Work task - Only the lines from the one with "186L0 191V224L369 227L363" to the end of the records are wanted, each repeated exactly, both ends included.

*** Extracted information

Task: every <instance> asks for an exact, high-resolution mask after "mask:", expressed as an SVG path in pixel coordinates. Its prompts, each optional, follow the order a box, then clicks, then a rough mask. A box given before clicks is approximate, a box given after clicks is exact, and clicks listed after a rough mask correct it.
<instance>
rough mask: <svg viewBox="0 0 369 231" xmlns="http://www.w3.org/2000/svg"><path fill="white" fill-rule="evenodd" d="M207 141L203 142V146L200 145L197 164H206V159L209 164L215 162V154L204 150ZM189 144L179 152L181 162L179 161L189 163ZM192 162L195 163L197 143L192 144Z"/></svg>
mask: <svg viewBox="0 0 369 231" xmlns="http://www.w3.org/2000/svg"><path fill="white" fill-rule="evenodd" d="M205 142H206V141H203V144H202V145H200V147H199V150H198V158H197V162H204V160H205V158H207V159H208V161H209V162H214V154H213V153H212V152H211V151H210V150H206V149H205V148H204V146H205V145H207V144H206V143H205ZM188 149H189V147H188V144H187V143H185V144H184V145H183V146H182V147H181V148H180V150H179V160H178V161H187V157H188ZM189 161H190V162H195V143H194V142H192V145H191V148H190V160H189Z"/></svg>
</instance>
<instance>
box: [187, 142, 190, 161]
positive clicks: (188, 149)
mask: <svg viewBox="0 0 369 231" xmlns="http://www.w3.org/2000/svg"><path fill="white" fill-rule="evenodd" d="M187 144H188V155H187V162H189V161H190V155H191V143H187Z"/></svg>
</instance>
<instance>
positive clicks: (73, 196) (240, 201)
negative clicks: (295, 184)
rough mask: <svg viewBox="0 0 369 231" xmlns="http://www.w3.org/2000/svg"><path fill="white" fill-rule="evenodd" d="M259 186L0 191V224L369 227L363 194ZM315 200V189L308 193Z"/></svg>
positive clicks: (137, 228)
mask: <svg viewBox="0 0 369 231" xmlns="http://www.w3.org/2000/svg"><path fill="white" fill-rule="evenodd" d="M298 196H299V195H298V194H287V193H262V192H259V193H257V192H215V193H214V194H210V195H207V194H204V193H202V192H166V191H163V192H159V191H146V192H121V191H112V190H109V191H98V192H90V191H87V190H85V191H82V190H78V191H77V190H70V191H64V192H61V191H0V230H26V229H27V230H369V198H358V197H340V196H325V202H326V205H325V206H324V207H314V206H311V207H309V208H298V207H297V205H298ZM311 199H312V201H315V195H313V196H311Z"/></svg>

******

Answer section -
rough mask: <svg viewBox="0 0 369 231" xmlns="http://www.w3.org/2000/svg"><path fill="white" fill-rule="evenodd" d="M259 186L0 191V224L369 227L363 194ZM315 200V189L308 193Z"/></svg>
positive clicks: (137, 228)
mask: <svg viewBox="0 0 369 231" xmlns="http://www.w3.org/2000/svg"><path fill="white" fill-rule="evenodd" d="M298 196H299V195H298V194H287V193H262V192H259V193H257V192H215V193H214V194H210V195H207V194H204V193H202V192H166V191H163V192H159V191H146V192H121V191H112V190H109V191H98V192H90V191H87V190H85V191H82V190H78V191H77V190H70V191H64V192H61V191H0V230H26V229H27V230H369V198H358V197H340V196H325V202H326V205H325V206H324V207H314V206H311V207H309V208H298V207H297V205H298ZM311 199H312V201H315V195H313V196H311Z"/></svg>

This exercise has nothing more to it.